## WORK INSTRUCTIONS
[1] Translate this sentence from the Echo Park cats post below into Spanish: "She clung to window screens like a bat."
[2] From the Echo Park cats post below, write out the stretch from "I make the distinction" through "five days absence.".

People in Echo Park and surrounding don't seem to have to buy dogs and cats. They just show up, ready to live with you for 20 years, or you steal one. My cats showed up. To name two: There was Flipper the Maine coon whose previous guardians caught on that the FBI was staking out their house: They fled, but they left Flipper (whose name at the time was Calvin) as well as at least one car and a houseful of furniture and other belongings. We had Flipper for 15 years, until he died. There also is Monkey, a manx, who began a siege upon our house the day we moved in. No matter what door you went to, Monkey was there, trying to get inside. She clung to window screens like a bat. Being fed wasn't enough: She wanted the keys. And, yes, as I type she is laying comfortably on my her bed with her paws in the air. I tried to give away Monkey and Flipper, but fate resisted until I wouldn't have parted with them for anything much less than a million dollars.
I didn't have to buy those guys (or any of the nearly one dozen -- no joke -- that have showed up and needed homes over the last few years). But I didn't steal them either.
I make the distinction because there's a cat-theft story developing on an Echo Park list serv. A couple of weeks ago, I started noticing postings that read: "Have you seen Sonny?" Apparently there were phone-pole flyers, too. I always think coyote when a cat is missing, so it was a nice little surprise when I saw that Sonny's owner, whom I do not know personally, reported that his cat was back after five days absence.

## STORED ROWS
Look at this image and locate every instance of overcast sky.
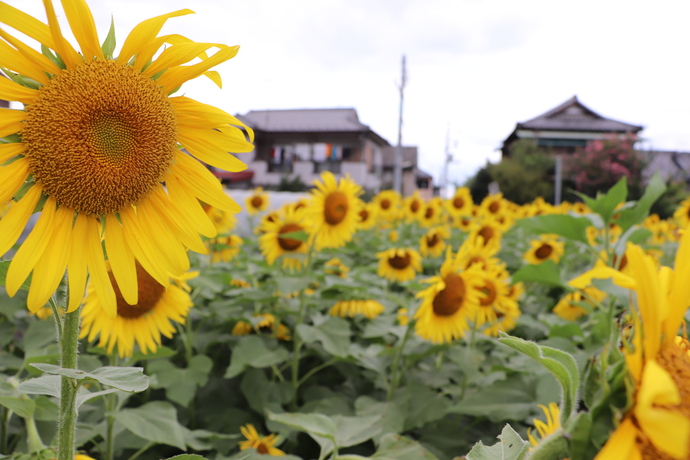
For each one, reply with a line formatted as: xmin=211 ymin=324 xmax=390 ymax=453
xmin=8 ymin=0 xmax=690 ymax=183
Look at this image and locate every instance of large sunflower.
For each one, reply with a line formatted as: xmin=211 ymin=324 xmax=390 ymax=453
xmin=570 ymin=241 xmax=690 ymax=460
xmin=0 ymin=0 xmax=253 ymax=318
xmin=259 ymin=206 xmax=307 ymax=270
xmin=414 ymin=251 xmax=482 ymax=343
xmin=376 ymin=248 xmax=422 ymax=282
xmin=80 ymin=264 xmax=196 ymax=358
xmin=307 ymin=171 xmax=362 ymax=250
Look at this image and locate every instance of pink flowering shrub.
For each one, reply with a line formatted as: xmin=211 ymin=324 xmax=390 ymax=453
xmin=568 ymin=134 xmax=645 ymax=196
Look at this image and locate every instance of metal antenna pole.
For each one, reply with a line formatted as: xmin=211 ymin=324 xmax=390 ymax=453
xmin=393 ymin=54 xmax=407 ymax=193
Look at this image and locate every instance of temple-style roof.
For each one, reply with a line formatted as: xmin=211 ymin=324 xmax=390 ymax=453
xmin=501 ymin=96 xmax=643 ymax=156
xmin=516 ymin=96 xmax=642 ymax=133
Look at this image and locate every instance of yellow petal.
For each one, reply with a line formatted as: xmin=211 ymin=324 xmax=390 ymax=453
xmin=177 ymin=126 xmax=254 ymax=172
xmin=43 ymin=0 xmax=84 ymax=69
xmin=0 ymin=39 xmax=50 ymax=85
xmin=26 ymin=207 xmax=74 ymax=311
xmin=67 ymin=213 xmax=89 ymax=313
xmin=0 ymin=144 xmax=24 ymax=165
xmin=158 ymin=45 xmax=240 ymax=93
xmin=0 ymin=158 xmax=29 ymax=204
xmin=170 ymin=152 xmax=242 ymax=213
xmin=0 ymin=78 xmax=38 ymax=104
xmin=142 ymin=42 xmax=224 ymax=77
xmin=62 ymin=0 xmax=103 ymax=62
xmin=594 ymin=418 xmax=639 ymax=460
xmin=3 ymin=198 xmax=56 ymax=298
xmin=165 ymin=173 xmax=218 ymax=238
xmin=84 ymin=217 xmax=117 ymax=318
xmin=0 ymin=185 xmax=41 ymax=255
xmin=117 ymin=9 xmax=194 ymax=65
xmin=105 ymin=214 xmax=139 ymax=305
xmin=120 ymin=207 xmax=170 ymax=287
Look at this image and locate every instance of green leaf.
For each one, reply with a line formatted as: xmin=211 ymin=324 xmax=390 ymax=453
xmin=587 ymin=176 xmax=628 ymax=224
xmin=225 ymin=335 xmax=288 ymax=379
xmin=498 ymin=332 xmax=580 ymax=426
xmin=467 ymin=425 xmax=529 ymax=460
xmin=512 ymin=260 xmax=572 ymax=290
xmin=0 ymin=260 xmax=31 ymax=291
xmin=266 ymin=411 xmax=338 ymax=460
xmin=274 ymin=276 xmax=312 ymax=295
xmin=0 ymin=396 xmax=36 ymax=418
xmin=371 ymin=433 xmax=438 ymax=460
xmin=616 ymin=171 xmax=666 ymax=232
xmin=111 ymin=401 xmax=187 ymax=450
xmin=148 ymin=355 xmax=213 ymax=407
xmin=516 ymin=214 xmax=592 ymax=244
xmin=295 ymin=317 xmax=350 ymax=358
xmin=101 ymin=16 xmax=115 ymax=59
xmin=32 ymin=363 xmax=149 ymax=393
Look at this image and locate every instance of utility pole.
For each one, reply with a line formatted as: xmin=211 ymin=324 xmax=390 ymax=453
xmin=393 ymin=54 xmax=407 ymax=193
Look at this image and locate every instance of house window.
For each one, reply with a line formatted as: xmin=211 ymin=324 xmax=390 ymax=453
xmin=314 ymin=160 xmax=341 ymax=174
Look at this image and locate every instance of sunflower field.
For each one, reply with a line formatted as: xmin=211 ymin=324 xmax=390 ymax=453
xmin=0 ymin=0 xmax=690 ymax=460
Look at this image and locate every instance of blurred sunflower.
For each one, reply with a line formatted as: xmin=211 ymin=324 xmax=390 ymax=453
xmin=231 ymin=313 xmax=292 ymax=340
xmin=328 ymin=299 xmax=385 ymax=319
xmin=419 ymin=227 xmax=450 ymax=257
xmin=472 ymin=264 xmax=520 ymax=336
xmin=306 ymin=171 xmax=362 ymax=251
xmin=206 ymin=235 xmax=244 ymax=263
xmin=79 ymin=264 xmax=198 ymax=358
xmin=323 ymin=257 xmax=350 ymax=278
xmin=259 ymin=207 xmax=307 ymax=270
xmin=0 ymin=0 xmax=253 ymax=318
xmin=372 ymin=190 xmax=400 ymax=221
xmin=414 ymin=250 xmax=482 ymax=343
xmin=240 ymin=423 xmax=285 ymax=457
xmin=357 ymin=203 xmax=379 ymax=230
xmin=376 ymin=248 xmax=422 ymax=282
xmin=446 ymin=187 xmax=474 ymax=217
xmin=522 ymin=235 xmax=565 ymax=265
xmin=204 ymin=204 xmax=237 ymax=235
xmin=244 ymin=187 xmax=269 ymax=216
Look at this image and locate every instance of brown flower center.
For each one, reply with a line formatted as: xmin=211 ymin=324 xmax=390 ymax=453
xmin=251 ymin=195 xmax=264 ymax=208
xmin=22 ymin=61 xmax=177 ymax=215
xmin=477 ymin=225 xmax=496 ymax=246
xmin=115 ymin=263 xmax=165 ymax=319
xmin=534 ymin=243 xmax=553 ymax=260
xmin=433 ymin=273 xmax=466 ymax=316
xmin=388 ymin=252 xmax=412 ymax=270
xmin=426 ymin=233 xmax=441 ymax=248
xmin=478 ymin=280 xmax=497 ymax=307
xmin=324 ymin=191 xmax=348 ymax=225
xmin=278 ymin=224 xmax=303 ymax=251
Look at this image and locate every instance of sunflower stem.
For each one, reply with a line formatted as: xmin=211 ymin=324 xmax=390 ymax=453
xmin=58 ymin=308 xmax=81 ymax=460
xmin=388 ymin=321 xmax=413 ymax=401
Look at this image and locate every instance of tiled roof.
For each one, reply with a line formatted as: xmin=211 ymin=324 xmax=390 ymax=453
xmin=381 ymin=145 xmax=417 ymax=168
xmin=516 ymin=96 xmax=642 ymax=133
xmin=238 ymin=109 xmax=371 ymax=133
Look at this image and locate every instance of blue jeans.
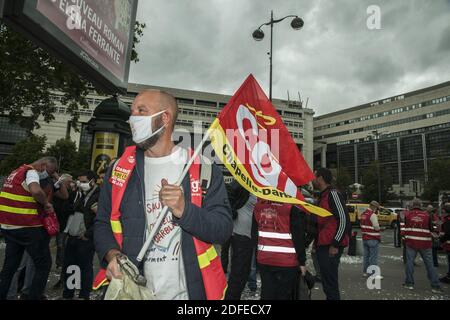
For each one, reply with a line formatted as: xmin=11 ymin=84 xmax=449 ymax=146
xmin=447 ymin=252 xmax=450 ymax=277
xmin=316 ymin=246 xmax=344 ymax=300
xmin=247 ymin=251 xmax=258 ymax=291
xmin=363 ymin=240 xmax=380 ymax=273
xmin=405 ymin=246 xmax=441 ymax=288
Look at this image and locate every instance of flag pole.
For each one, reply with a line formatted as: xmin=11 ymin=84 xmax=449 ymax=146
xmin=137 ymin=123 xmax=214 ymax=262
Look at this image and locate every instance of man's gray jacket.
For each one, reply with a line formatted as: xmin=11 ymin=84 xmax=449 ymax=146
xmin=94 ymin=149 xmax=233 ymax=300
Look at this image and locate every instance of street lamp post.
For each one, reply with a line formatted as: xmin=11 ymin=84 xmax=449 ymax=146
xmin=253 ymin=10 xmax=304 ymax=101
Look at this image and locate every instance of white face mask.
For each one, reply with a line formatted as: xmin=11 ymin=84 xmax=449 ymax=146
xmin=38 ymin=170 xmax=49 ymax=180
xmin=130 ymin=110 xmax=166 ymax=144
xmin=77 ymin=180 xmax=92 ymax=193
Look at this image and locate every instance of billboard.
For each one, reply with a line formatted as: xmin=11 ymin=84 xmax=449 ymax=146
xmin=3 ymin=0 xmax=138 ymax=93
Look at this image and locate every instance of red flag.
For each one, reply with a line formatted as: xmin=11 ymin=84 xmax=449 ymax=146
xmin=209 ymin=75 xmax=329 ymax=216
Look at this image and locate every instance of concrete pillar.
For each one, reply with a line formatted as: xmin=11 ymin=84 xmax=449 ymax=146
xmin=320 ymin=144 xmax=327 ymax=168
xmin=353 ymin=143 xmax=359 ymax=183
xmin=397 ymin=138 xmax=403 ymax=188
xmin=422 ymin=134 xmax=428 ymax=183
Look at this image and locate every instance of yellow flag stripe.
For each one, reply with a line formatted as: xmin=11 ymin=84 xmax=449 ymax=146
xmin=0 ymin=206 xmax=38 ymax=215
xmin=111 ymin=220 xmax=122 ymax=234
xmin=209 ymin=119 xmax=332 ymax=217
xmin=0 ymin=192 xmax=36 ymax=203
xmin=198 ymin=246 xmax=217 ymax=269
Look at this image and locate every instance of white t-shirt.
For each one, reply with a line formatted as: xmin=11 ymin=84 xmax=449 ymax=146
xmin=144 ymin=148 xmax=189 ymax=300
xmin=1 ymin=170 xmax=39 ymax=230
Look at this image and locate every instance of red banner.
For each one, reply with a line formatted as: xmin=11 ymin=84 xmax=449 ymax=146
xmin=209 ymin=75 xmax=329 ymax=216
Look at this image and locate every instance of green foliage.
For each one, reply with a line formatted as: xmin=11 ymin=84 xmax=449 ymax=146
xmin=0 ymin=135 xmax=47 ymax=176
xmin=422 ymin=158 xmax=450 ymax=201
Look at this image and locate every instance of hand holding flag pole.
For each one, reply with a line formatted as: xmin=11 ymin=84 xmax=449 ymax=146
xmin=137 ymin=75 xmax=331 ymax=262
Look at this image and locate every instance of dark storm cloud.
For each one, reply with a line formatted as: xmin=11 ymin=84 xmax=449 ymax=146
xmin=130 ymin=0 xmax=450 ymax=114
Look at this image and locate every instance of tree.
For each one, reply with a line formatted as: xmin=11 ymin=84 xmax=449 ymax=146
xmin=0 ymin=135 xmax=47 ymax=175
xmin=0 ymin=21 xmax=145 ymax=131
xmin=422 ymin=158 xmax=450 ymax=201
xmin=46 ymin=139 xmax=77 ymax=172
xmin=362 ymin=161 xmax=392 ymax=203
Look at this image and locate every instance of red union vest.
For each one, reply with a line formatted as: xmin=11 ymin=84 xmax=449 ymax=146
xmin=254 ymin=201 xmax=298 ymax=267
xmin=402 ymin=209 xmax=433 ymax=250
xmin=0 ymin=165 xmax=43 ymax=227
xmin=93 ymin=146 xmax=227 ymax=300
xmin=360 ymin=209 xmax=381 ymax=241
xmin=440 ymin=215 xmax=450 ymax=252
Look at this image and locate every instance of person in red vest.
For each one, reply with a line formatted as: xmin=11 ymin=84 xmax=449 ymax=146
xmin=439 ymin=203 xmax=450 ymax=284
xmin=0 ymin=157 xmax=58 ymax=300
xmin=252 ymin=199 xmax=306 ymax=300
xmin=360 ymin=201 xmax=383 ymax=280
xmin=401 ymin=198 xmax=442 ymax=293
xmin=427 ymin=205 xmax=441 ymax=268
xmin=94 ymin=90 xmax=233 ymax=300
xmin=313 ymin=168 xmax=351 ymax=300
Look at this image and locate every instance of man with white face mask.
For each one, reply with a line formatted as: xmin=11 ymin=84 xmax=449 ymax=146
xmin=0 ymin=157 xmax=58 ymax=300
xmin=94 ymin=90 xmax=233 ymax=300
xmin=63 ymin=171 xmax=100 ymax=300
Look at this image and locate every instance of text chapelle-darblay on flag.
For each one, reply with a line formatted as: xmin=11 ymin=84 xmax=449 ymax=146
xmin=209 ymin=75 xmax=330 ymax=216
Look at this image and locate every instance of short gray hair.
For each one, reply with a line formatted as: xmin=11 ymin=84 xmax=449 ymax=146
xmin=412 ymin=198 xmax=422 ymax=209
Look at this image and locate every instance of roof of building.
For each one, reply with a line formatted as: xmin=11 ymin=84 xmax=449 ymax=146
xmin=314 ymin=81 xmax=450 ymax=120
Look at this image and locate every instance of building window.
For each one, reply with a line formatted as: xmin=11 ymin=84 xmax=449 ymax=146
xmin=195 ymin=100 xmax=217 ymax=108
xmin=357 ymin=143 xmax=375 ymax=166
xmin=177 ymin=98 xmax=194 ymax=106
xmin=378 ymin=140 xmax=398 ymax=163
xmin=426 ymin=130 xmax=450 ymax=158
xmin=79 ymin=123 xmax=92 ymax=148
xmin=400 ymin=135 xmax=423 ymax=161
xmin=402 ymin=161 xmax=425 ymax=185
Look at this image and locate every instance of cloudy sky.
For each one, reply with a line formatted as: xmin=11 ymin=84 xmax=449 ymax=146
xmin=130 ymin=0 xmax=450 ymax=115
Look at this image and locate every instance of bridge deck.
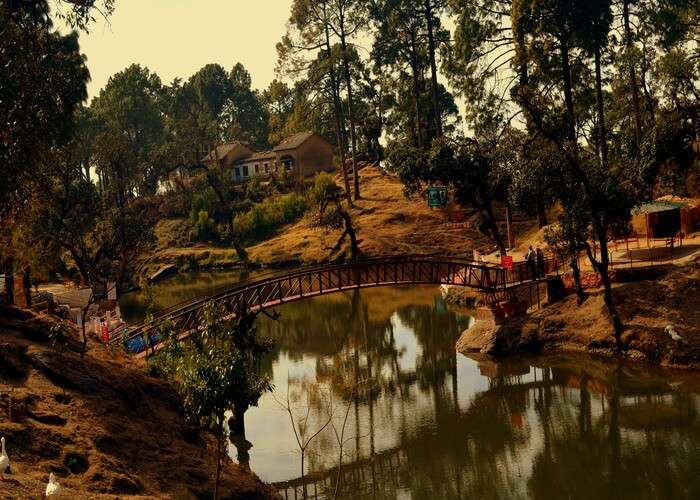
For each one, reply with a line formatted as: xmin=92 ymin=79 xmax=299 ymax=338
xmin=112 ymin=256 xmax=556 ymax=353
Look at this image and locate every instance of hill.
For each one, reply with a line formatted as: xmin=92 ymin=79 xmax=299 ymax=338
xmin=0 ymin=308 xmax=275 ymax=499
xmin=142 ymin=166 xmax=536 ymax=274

## EXPECTED OUTPUTS
[1] Se aferraba a las mosquiteras de las ventanas como un murciélago.

[2]
I make the distinction because there's a cat-theft story developing on an Echo Park list serv. A couple of weeks ago, I started noticing postings that read: "Have you seen Sonny?" Apparently there were phone-pole flyers, too. I always think coyote when a cat is missing, so it was a nice little surprise when I saw that Sonny's owner, whom I do not know personally, reported that his cat was back after five days absence.